_Directive_. Which lines in the material below contain the string "boat"? Pull out each of those lines in full, treating uppercase and lowercase as different.

=== Records supplied ===

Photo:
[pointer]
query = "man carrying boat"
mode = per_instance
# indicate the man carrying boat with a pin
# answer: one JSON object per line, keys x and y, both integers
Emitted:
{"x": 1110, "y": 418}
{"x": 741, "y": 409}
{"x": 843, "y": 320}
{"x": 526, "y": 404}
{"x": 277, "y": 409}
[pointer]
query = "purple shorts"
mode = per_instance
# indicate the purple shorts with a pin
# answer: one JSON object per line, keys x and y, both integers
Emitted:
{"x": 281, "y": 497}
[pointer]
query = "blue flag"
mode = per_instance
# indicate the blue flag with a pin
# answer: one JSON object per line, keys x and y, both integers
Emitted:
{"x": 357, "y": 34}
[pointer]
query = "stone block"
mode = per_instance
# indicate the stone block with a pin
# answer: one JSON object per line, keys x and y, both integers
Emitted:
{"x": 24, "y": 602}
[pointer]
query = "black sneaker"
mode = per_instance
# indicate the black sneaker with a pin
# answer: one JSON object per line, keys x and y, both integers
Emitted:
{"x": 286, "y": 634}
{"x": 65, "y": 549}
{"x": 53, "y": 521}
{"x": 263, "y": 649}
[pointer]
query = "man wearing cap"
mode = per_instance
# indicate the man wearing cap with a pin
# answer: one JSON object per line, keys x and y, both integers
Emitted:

===

_The reply_.
query = "man carrying boat"
# indicate the man carrying boat with a pin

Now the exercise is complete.